- [WHAT THE TASK ASKS]
In the records below, begin at the line that has "Expected: one point per instance of the white cloud, each" and stop after the line that has "Expected: one point per instance of the red strawberry, each"; quote those lines verbatim and nothing more.

[Image-grounded pointing data]
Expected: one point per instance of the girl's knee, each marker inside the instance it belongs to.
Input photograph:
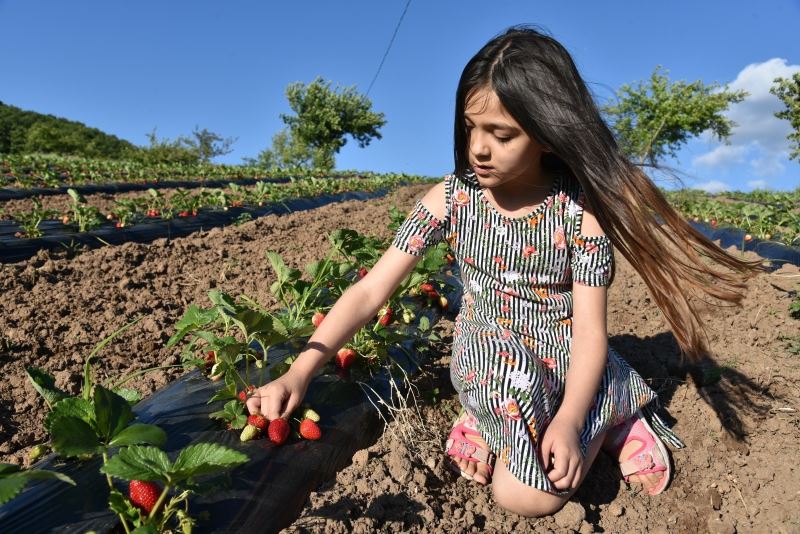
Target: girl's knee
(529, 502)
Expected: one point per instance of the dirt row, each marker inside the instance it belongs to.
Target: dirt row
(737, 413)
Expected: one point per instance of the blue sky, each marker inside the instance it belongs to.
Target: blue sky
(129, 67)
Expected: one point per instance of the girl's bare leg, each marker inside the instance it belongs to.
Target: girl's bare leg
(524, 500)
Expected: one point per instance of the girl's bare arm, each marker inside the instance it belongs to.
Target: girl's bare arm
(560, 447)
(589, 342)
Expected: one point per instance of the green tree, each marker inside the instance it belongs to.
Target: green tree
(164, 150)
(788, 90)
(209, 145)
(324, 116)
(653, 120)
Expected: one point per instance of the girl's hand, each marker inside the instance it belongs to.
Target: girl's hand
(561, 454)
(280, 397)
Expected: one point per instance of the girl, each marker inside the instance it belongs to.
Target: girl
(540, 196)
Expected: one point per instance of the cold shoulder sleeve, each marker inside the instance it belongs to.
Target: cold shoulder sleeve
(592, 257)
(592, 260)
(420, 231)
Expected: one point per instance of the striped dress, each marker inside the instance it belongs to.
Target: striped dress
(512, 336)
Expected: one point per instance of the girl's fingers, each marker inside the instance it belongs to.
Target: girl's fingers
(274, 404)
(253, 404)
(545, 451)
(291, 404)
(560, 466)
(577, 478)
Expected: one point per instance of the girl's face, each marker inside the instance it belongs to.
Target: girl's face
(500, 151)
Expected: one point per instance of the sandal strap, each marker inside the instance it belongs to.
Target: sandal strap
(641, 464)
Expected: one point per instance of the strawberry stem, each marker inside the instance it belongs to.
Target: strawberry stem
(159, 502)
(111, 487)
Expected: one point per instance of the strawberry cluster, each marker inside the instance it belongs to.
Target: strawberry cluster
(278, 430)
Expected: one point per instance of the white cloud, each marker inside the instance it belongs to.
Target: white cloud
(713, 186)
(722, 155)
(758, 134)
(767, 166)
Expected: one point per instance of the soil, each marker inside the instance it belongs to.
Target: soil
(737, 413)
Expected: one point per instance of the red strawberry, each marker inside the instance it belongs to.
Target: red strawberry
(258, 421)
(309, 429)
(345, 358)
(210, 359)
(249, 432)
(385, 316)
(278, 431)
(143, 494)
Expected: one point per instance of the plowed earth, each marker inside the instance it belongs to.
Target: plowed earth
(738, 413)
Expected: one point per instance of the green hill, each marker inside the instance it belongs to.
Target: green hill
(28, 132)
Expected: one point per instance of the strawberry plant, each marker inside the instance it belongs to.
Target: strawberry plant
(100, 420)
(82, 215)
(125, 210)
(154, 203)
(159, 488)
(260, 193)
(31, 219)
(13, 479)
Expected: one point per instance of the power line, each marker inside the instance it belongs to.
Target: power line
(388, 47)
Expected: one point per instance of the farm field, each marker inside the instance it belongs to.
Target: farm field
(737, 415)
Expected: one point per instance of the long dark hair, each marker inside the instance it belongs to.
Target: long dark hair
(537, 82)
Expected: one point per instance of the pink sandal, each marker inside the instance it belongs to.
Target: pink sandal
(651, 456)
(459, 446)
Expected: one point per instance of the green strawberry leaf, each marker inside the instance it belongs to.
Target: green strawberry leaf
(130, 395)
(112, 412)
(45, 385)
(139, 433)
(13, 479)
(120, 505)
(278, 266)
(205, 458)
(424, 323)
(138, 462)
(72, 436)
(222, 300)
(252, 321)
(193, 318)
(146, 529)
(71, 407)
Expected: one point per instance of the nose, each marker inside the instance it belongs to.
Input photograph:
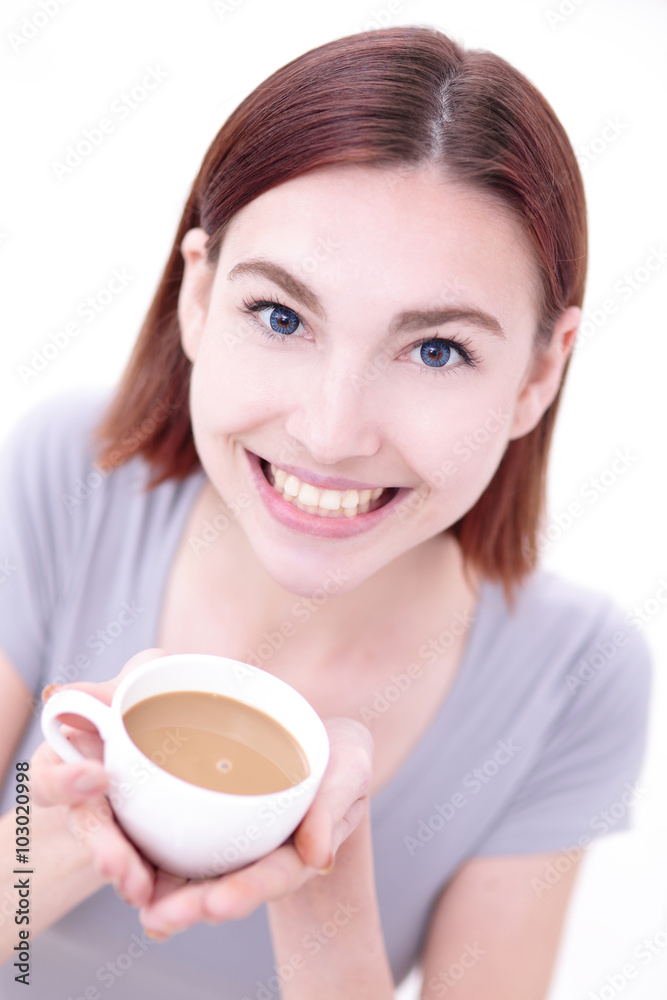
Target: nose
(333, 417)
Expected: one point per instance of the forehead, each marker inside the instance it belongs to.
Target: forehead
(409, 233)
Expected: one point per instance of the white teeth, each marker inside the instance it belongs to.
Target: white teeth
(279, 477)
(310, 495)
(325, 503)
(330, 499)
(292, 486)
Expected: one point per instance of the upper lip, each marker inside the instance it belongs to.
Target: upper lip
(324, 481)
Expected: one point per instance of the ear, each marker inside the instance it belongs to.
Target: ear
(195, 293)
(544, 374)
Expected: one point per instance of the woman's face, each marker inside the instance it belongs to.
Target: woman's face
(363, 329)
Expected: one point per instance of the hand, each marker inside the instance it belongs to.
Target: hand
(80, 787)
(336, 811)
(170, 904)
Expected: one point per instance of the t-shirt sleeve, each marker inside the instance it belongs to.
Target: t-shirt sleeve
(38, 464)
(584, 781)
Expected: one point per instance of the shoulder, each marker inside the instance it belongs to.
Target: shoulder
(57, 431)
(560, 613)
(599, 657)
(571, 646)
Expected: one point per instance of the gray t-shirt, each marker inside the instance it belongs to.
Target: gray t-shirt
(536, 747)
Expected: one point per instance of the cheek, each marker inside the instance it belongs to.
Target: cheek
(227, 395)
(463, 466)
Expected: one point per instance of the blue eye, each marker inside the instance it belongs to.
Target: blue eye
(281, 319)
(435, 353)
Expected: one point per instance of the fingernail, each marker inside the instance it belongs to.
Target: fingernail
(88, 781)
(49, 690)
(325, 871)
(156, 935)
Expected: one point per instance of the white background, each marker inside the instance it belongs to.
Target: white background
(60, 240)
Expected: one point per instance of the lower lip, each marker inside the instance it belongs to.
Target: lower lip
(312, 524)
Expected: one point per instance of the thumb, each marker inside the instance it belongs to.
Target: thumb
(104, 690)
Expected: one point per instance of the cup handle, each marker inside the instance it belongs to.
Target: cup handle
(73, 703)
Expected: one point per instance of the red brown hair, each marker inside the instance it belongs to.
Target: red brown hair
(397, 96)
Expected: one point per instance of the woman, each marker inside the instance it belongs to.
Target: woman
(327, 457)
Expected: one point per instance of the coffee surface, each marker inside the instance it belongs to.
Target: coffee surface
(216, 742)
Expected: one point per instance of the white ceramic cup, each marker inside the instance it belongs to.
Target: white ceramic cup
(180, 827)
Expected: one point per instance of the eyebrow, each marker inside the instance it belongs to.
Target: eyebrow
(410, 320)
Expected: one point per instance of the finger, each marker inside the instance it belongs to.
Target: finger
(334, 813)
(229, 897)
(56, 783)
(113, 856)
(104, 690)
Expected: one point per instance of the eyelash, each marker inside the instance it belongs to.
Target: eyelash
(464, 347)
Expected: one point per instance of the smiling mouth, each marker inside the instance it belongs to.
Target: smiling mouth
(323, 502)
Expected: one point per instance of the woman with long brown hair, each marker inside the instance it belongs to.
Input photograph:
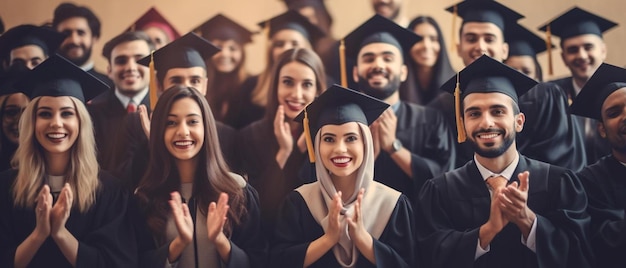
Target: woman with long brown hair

- [SOLUTION]
Expected: one point per instance of the white cloud, each marker inside the instance it belongs to.
Target: white cloud
(713, 186)
(722, 155)
(758, 134)
(767, 166)
Expected: one point per instance of the soil, each marker inside the instance it belongs to.
Target: soil
(737, 413)
Expected: one point per instance of the red strawberry, each marker inside the instance it belongs to.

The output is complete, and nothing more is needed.